Your instructions.
Quote all lines below exactly. Images stay out.

-- Begin --

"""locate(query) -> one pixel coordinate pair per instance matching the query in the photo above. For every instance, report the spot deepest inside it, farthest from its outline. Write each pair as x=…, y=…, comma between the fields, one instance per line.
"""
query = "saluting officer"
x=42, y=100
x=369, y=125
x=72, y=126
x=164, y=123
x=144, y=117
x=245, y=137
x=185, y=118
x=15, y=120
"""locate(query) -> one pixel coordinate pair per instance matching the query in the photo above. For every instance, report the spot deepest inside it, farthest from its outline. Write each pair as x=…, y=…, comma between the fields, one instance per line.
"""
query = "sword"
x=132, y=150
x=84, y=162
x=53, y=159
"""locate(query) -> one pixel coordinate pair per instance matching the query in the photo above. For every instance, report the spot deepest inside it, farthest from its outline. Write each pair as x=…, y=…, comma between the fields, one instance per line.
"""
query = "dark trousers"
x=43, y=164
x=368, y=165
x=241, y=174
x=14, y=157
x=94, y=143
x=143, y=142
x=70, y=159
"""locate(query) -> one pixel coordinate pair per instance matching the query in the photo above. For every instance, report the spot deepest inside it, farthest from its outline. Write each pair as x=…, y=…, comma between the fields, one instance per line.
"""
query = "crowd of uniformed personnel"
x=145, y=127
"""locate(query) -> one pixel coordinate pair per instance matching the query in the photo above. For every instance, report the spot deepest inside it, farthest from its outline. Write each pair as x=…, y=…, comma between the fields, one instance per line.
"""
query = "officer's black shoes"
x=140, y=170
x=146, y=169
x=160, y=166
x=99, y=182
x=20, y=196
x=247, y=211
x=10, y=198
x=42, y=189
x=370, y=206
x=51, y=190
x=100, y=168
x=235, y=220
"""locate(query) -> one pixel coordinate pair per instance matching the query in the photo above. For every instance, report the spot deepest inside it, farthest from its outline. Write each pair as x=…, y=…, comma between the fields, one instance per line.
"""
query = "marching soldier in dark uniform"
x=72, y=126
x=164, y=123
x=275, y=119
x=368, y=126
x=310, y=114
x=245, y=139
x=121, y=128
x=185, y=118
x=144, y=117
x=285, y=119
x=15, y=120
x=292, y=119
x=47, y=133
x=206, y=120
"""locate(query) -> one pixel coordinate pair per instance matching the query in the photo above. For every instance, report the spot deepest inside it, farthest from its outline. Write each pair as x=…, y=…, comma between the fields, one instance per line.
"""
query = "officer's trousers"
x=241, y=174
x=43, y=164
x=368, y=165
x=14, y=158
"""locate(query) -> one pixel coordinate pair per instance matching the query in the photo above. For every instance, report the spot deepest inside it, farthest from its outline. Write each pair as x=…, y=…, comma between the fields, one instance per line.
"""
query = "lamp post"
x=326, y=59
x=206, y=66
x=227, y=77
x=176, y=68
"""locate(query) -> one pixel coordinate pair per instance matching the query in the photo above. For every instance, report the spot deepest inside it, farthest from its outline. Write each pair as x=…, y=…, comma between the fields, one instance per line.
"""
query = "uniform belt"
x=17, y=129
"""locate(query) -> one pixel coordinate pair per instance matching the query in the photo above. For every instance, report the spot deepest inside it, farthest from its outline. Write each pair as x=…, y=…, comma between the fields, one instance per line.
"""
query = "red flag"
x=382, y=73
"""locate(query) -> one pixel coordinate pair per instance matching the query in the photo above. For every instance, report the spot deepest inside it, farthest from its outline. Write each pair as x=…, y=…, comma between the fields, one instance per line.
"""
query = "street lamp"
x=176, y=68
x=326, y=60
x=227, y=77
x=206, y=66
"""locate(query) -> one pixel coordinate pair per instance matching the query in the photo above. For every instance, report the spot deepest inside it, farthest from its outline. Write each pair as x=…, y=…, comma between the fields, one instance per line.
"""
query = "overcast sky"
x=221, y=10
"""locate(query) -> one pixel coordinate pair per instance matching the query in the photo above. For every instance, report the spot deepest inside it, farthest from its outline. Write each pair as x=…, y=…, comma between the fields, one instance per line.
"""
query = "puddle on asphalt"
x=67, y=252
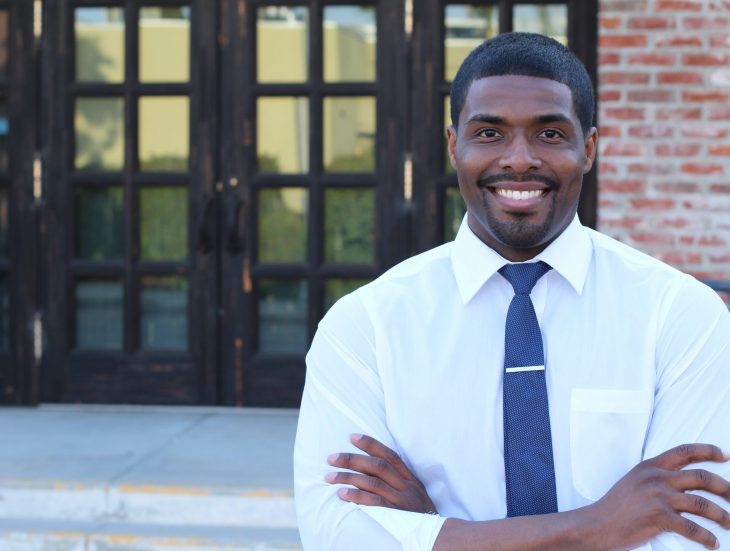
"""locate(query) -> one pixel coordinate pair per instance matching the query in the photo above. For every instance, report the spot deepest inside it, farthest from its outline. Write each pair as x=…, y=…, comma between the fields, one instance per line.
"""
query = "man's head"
x=526, y=54
x=521, y=141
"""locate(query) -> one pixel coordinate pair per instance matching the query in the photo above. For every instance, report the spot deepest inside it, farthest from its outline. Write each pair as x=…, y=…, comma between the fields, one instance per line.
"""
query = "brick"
x=701, y=169
x=720, y=150
x=624, y=113
x=719, y=114
x=646, y=203
x=679, y=41
x=650, y=23
x=651, y=131
x=706, y=24
x=608, y=58
x=705, y=59
x=622, y=41
x=678, y=5
x=624, y=150
x=621, y=186
x=653, y=96
x=621, y=77
x=680, y=77
x=678, y=114
x=706, y=95
x=652, y=238
x=609, y=95
x=677, y=150
x=652, y=59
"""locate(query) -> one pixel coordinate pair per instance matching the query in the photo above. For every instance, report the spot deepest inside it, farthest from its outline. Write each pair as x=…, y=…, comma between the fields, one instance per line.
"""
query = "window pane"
x=164, y=44
x=164, y=313
x=4, y=222
x=164, y=133
x=99, y=315
x=283, y=316
x=3, y=44
x=99, y=134
x=282, y=33
x=467, y=26
x=454, y=210
x=99, y=36
x=349, y=221
x=4, y=314
x=349, y=134
x=335, y=289
x=282, y=135
x=99, y=223
x=164, y=223
x=283, y=225
x=550, y=20
x=350, y=43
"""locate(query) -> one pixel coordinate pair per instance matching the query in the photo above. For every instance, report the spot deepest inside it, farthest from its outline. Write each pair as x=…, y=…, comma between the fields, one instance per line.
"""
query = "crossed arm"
x=646, y=502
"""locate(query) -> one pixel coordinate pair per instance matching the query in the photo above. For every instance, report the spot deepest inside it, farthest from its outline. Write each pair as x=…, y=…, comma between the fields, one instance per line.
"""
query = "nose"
x=519, y=156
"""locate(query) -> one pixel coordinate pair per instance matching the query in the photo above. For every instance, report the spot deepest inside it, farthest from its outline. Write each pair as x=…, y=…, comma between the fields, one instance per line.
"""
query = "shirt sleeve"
x=342, y=396
x=692, y=400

-- End --

Complete response.
"""locate(query) -> one pixel coordinate pair per instance matching the query in the photo above. For every instance, report the spot deepest inside it, farthest from its outline. Write each pair as x=…, y=…, comma between the fields, one instance per line.
"""
query = "saluting officer"
x=42, y=100
x=369, y=125
x=72, y=126
x=164, y=123
x=144, y=117
x=245, y=137
x=185, y=118
x=15, y=120
"""locate(query) -> one pixel coordinate pair per instance matching the query in the photo above. For every instance, report the spot deepest inside it, farthest from its outline. Write each pair as x=…, y=…, comma between the fields, one instance per line.
"""
query = "sword"
x=132, y=150
x=84, y=162
x=53, y=159
"""locate(query) -> one pixel coordinate pair per instance matching the query in the photo above. For every instance, report the spot deepest inside it, farthest from its outline. Write each pair as x=…, y=…, comma between the fields, one instance per line.
"""
query = "dark trousers"
x=43, y=164
x=368, y=165
x=241, y=174
x=14, y=157
x=94, y=143
x=143, y=142
x=70, y=159
"""locate(query) -> one pixel coordinate pair per instance matching the query in the photo above. For every instance, report the spot deepest inside it, farthest from its outline. Write each pair as x=…, y=…, comma between the fields, one instance per line.
"""
query = "crowd of uniformed personnel"
x=145, y=127
"""locate(query) -> one pixel coordinate pair per instance matching the query in the photo above. For every instance, report the spot deepest inside it, farthest from its outline. Write each pair as x=…, y=…, comma between the fields, one instance per line.
"""
query = "officer's black shoes"
x=140, y=170
x=146, y=169
x=160, y=166
x=99, y=182
x=20, y=196
x=247, y=211
x=10, y=198
x=42, y=189
x=370, y=206
x=51, y=190
x=100, y=168
x=235, y=220
"""locate(query) -> one pixel coordinate pair per instance matching the query in the photo above. For every instance, report the spot deepest inside it, farthest from its outline. Write each pair as x=…, y=…, comma between the fields, one instance per line.
"""
query = "marching soldier in dark uniform"
x=72, y=126
x=164, y=123
x=275, y=119
x=368, y=126
x=310, y=114
x=245, y=139
x=121, y=128
x=185, y=118
x=144, y=117
x=285, y=119
x=15, y=120
x=292, y=119
x=47, y=133
x=206, y=120
"""locate(query) -> one pixel coordinate pair per instance matching the query in the photo above. For every instance, report the spot deepest inside it, farthest from its outline. Write each pair as x=…, y=…, comma between the fields, one instance per line.
"""
query = "officer's trousers"
x=241, y=174
x=43, y=164
x=368, y=165
x=14, y=158
"""locate(query) -> one pixel coordinate pair per instance matching the query in the photo above. For every instance, report the spot deepest inside it, farthest from its outline. Write each pair as x=…, y=…, comma between the fields, one instance per line.
"""
query = "lamp post"
x=326, y=59
x=206, y=66
x=227, y=77
x=176, y=68
"""locate(query) -> one pixel coordinate pair per instance matching the query in the photo above. For every instance, report the spot deepest inside it, farthest from its outline. Write each pair as x=…, y=…, comma between the fields, one instance per line.
"""
query = "uniform belt"
x=17, y=129
"""locate(query) -> one pixel coordinate pair per instance matching the query in the photo above. For every instance, report the spot deepest inside it, farthest from its outline. Write each pair as x=…, y=…, comma between the fields, one instance per line.
"""
query = "red flag"
x=382, y=73
"""locate(query) -> one pixel coordinate pair per instance matching the query in the photo above. For every instance, report the spot deepest inside it, farthest from its outline. Write each pair as x=…, y=…, comma between the fields, one instance per line.
"""
query = "street lamp"
x=176, y=68
x=326, y=60
x=227, y=77
x=206, y=66
"""locate(query) -> one pixel coordinate pair per instance matching the query in the photo above. For every instance, report the spot deepest inside it, farthest from its outline. Write each pair as x=…, y=…, comma between the fields, one instance per line.
"""
query = "overcast sky"
x=221, y=10
"""locate(query) -> one pixel coordinate pair per instance matching the query in the photo above. For every instance, report the spot deepest inside it, farthest from its outline. Write each pair as x=…, y=…, comma between the fields, one instance per line.
"""
query = "puddle on asphalt"
x=67, y=252
"""locate(query) -> one pixel coordinate pair per instance matching the query in the photo above. For every instance, report the spot deepest inside it, farthest from its outline. Write each pair as x=…, y=…, comma between the fields, one instance per line.
"""
query = "man's head"
x=526, y=54
x=521, y=141
"""locate(query) -> one pixel coordinate pair per instance matching the query in the photo above. For every instance, report the spot deepest inside it, farthest from its outline. Write each pair as x=…, y=…, comma between the fields, one instance per line.
"""
query = "brick"
x=701, y=169
x=720, y=150
x=624, y=113
x=719, y=114
x=646, y=203
x=679, y=41
x=650, y=23
x=651, y=131
x=706, y=24
x=608, y=58
x=705, y=59
x=622, y=41
x=678, y=5
x=624, y=150
x=621, y=186
x=653, y=96
x=621, y=77
x=680, y=77
x=678, y=114
x=706, y=95
x=652, y=238
x=609, y=95
x=677, y=150
x=652, y=59
"""locate(query) -> one pixel coordinate pair per instance matching the query in the photo above. For every instance, report the spot deepest inside it, farthest from its outline. Write each pair as x=…, y=…, comma between the fields, one instance per line.
"""
query = "window pane"
x=164, y=44
x=164, y=313
x=4, y=222
x=164, y=133
x=99, y=315
x=283, y=316
x=3, y=44
x=99, y=134
x=282, y=33
x=467, y=26
x=454, y=210
x=99, y=36
x=349, y=221
x=4, y=314
x=349, y=134
x=335, y=289
x=282, y=135
x=99, y=223
x=164, y=223
x=283, y=225
x=550, y=20
x=350, y=43
"""locate(query) -> one pixel coordinate pair per instance matching the query in the photo above. For every instance, report the spot deepest inside it, farthest from its outline. Write each pair as x=…, y=…, comma between the fields, one instance per line.
"""
query = "crossed arm"
x=646, y=502
"""locate(query) -> one pixel coordinate pair per instance matching the query in the photo above. For every instance, report the spot deepest inside it, farthest from its outline. Write each pair as x=…, y=…, comma between the fields, one instance per line.
"""
query = "nose"
x=519, y=156
"""locate(query) -> one pixel coordinate pair per instance matching the query in the photo above. For every instance, report the spot deepest inside it, farthest from its outline. Write each pair as x=…, y=…, comma between the fields, one instance per line.
"""
query = "shirt sleeve"
x=342, y=396
x=692, y=400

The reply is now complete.